══ DATA FOR THE TASK

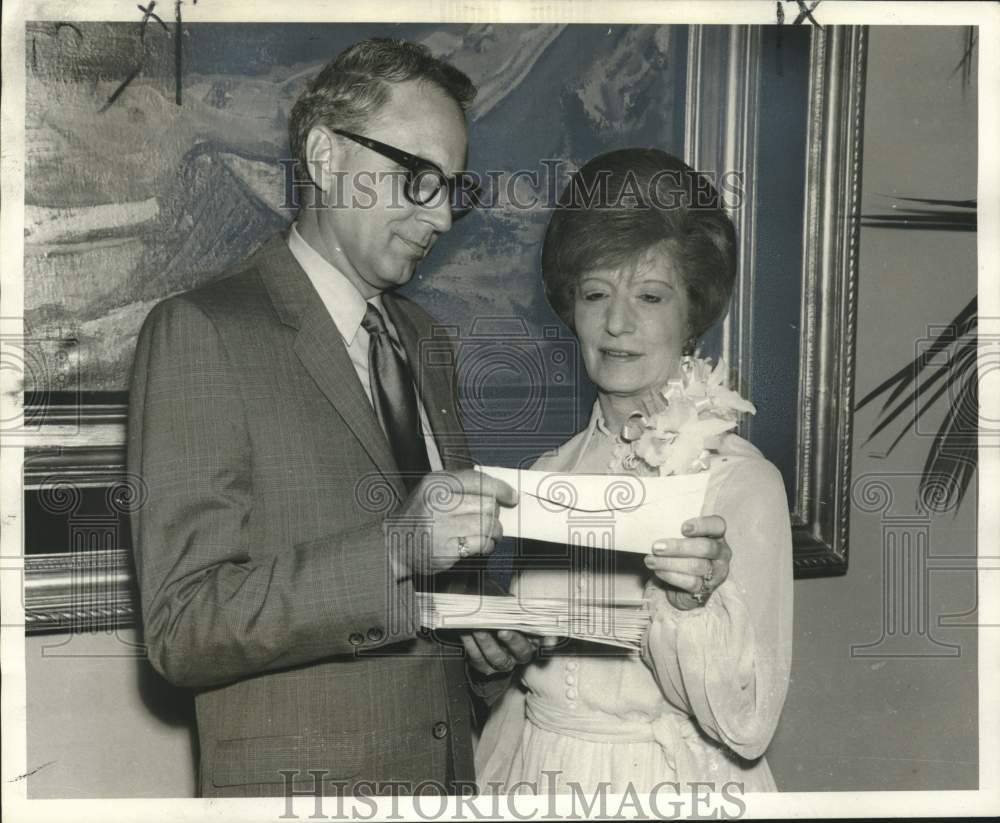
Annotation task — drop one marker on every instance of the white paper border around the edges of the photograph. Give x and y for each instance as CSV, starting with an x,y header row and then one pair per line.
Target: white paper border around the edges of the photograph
x,y
782,805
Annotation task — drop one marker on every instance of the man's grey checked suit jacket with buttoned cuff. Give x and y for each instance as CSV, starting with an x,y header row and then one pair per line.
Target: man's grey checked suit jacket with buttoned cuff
x,y
261,553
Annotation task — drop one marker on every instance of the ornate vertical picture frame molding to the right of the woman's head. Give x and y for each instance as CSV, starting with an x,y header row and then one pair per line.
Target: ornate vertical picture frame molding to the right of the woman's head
x,y
722,132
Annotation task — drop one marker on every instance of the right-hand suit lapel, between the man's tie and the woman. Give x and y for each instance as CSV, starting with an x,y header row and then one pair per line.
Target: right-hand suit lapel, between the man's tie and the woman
x,y
430,358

════

**WHAT THE TASK REQUIRES:** The lines to set down, exactly and with both ends included, run from the one containing "of the right-hand" to the last line of the data above.

**ANSWER FOR THIS EXERCISE:**
Annotation task — drop one marker on every instance of the right-hand suit lapel, between the man's tie and the woman. Give x and y for each instance as CSV, starting with an x,y header row and then one pair per line.
Target: right-hand suit lapel, between the man's tie and the woman
x,y
430,358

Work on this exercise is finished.